§ **WHAT YOU ARE ASKED TO DO**
Pick out and copy every line in the rows below that contains the string "sleeve". Match case exactly.
★ ★ ★ ★ ★
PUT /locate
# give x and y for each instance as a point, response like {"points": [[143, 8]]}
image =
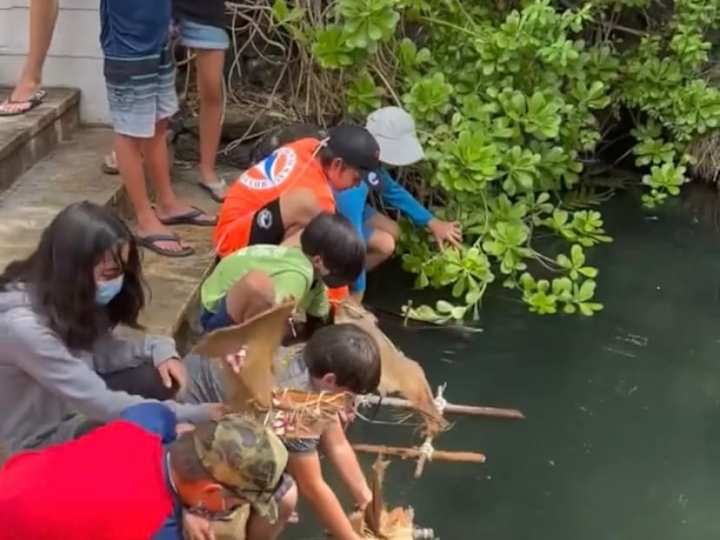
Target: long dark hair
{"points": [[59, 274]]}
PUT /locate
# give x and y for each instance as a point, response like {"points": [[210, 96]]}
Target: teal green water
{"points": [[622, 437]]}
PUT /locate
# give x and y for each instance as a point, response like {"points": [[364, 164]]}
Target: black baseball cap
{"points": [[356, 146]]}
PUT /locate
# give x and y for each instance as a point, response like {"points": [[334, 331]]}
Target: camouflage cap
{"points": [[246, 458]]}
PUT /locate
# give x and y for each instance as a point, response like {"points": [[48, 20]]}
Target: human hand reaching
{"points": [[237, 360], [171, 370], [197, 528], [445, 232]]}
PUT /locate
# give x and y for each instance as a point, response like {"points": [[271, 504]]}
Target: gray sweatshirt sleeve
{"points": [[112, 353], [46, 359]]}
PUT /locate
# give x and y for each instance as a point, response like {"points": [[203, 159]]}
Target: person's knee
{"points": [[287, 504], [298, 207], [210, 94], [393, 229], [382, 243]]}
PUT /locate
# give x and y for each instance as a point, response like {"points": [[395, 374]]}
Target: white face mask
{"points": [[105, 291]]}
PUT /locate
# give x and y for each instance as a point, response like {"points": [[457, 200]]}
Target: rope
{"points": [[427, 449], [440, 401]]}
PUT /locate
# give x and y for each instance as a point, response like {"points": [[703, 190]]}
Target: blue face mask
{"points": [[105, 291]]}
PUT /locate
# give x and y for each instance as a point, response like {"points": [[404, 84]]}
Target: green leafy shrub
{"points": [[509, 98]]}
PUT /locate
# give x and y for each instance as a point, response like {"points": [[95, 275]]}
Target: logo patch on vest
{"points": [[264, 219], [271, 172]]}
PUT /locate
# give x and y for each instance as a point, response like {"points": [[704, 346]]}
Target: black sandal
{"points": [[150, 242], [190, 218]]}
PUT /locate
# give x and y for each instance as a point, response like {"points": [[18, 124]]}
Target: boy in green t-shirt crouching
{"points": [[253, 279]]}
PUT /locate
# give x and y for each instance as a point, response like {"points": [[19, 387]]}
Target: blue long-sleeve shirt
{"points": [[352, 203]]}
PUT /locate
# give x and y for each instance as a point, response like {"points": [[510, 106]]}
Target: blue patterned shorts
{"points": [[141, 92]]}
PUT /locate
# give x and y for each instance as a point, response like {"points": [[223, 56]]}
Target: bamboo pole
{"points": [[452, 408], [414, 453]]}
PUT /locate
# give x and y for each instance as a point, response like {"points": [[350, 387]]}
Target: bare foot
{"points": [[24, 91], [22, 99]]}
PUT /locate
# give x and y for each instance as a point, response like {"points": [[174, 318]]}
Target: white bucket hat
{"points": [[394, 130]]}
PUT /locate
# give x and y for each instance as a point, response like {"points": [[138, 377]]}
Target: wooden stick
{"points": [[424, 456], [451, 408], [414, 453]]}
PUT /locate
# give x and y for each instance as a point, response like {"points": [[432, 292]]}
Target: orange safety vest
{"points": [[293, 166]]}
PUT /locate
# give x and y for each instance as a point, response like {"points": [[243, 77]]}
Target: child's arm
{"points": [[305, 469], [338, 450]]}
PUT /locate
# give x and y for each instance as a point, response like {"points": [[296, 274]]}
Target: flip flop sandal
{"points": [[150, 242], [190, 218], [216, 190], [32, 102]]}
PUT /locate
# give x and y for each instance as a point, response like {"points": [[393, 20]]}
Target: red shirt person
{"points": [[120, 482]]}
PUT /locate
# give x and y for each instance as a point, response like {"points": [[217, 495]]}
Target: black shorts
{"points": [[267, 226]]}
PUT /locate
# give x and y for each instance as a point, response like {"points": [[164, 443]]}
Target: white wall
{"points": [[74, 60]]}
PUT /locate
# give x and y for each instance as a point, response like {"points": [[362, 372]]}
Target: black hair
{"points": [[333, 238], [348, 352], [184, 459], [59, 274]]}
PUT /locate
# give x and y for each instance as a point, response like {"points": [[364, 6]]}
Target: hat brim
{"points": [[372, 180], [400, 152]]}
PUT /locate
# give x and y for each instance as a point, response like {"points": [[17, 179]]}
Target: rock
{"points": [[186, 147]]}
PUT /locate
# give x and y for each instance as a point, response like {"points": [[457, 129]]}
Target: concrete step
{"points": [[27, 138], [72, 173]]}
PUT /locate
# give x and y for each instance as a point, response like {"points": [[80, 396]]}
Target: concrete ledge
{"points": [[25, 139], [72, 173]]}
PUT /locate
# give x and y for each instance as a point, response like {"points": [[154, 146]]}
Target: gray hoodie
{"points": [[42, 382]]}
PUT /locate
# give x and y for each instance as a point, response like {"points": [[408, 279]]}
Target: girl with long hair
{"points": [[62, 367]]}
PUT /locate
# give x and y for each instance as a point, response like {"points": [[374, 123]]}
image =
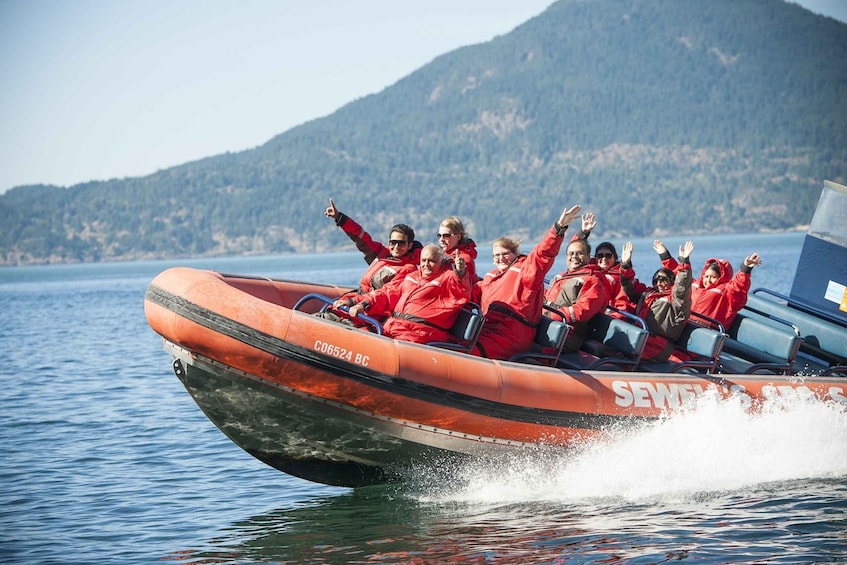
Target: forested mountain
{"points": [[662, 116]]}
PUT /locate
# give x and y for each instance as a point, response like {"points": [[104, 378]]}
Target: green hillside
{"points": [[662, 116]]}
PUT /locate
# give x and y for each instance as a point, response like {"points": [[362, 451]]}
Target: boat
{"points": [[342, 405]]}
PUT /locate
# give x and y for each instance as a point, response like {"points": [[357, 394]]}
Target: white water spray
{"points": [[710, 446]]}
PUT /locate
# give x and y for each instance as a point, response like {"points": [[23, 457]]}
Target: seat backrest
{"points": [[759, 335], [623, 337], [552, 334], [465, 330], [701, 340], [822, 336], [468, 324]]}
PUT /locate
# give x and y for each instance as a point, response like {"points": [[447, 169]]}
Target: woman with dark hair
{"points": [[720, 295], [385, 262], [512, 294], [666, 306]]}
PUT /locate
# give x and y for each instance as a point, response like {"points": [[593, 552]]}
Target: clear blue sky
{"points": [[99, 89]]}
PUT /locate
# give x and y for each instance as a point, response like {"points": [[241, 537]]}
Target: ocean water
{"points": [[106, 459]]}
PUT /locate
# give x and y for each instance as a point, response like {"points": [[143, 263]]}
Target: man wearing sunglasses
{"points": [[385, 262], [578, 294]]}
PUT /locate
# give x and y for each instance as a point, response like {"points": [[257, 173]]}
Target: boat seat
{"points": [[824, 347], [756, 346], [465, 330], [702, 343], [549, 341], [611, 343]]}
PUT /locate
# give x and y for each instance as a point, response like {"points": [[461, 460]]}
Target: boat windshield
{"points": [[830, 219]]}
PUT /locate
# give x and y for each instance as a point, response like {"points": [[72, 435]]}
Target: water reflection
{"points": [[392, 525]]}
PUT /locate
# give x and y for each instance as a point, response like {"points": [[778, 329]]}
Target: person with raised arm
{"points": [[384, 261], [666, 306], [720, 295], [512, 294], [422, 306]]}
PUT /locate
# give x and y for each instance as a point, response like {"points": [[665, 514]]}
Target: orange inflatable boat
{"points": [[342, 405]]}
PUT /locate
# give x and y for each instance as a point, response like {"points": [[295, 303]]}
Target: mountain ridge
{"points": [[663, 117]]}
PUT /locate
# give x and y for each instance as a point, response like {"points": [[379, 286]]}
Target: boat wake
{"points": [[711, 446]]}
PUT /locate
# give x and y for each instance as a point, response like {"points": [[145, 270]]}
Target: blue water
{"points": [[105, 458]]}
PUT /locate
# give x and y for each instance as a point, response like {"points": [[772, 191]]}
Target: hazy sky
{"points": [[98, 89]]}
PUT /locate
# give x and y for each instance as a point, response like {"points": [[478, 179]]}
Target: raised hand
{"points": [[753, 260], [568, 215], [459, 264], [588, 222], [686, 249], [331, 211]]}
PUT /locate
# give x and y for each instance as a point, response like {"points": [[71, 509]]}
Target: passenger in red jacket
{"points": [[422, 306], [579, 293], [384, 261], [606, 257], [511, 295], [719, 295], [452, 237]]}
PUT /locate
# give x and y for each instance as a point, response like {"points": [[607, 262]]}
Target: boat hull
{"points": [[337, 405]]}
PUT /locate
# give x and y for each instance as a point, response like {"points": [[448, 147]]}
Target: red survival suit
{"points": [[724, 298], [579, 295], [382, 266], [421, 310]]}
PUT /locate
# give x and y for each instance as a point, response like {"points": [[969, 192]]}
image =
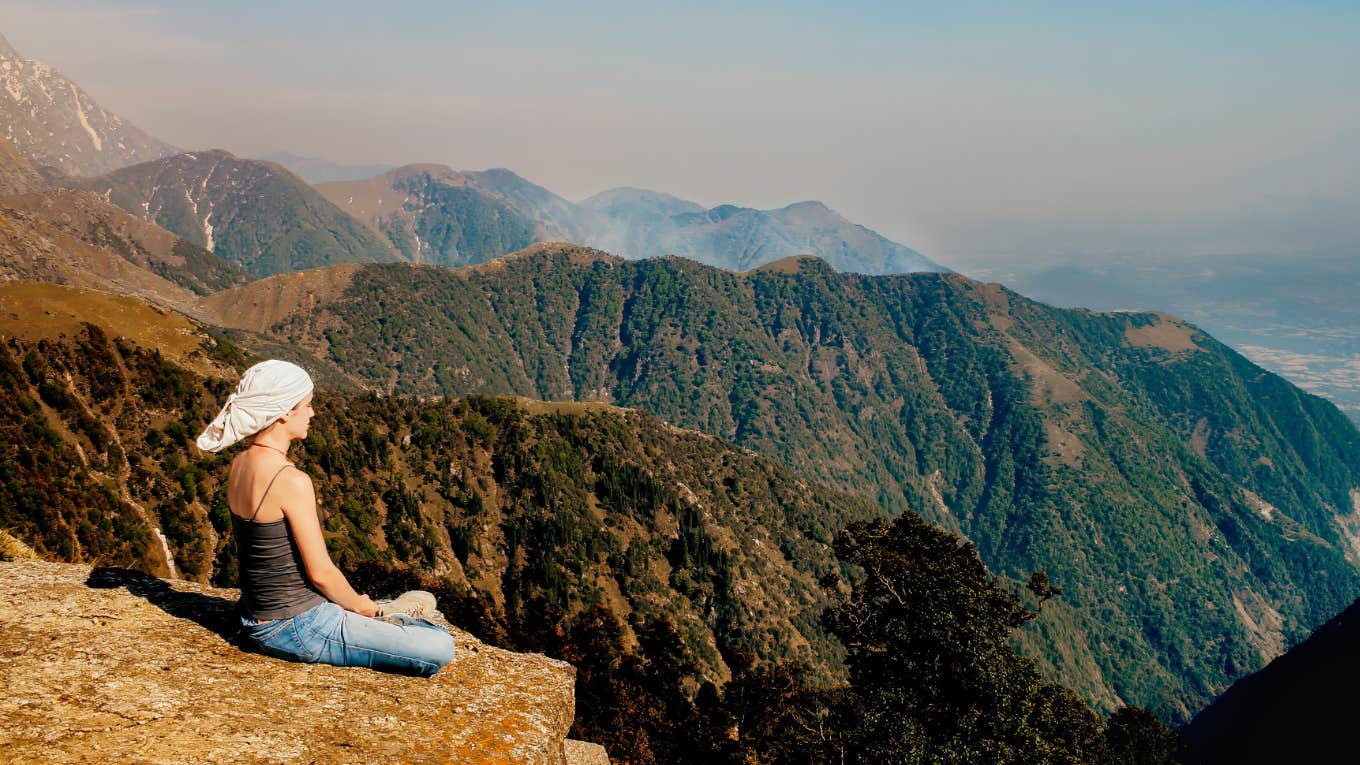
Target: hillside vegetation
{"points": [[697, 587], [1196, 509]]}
★ ★ ★ ★ ★
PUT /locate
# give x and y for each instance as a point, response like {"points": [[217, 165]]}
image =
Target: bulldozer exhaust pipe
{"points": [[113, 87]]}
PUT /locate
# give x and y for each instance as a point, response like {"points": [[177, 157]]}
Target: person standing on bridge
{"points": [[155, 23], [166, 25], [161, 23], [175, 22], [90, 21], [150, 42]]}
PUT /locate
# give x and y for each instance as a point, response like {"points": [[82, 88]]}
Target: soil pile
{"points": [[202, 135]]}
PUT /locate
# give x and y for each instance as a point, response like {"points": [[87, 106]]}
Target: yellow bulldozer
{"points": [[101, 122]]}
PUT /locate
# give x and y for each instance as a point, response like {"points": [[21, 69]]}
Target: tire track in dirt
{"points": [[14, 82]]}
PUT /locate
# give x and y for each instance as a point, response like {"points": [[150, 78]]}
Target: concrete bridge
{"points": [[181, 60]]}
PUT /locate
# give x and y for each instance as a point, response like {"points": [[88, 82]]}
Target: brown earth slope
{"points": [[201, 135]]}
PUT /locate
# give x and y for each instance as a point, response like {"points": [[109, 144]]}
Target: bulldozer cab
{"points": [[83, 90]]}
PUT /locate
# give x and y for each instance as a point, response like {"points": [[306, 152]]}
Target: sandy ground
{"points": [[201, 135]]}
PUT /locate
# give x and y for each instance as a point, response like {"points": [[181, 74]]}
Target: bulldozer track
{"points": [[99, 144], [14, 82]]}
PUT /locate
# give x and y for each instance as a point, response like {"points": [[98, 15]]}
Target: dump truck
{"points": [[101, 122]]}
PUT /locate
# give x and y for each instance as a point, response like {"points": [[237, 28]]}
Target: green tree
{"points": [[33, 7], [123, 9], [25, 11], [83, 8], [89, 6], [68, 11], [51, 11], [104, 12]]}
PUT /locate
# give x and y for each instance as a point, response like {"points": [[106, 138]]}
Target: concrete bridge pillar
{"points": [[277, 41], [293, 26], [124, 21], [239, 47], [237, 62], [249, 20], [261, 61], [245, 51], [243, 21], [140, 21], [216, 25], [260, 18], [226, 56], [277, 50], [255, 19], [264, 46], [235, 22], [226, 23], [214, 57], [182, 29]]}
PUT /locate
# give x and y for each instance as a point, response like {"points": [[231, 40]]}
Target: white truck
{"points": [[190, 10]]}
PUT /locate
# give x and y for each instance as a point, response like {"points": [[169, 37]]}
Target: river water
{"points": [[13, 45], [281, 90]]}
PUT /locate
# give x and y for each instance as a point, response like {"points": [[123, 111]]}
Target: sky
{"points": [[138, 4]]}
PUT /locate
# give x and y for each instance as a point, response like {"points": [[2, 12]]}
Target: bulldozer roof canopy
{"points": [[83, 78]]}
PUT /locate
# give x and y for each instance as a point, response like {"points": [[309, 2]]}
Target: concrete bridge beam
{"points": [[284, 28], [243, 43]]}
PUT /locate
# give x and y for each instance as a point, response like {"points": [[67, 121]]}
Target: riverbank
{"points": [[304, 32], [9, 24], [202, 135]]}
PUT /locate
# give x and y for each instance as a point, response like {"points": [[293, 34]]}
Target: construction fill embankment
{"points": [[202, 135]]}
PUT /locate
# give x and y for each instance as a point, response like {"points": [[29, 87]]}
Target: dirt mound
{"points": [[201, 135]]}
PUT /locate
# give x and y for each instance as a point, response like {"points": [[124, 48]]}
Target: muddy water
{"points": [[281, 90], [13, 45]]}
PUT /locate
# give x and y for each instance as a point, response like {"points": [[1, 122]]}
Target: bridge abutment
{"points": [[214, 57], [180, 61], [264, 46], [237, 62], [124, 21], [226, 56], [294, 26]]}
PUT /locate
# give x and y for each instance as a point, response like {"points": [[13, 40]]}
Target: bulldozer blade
★ ★ ★ ★ ★
§ **SOLUTION TO THIS PROBLEM**
Target: gray sweatshirt sleeve
Target: blue long-sleeve shirt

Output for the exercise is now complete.